▼
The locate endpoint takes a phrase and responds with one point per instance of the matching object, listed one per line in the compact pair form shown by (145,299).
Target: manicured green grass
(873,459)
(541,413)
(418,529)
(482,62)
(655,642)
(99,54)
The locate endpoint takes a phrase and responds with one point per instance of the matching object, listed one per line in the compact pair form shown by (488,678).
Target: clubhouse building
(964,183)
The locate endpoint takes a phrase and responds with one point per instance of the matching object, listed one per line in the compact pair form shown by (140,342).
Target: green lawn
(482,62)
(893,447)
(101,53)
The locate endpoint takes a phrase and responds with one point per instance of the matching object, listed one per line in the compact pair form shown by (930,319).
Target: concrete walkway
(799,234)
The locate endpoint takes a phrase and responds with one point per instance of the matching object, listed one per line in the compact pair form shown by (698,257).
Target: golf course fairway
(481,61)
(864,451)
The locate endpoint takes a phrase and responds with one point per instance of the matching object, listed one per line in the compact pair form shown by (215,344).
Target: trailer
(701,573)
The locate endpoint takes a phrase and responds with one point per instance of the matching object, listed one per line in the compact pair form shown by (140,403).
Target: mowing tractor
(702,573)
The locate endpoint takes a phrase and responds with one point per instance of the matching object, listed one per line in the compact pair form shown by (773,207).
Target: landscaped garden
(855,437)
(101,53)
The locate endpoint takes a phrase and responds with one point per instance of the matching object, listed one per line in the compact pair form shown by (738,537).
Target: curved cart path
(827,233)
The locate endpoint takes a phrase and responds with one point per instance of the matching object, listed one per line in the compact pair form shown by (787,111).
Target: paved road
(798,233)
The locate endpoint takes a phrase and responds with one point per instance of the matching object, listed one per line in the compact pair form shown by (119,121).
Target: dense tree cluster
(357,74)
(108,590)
▲
▸ **Assignment**: What you give back should be exactly the lines of the data above from the line with "shown by (488,678)." through the line with "shown by (930,319).", both of those included, and nothing more.

▸ **Exercise result**:
The locate endpoint takes a phrase and responds with one point per instance of the matching object, listed one per line in the compact pair form shown by (488,678).
Target: clubhouse building
(964,183)
The locate endpoint takes a phrase and responds with one point per instance of the matching object, listed one per line in the compact pair form shown by (140,342).
Target: green lawn
(482,62)
(893,447)
(101,53)
The locate endpoint takes a phrase and responds with one point per instance of the matching object, listed one per line in the compact pair form shown by (930,319).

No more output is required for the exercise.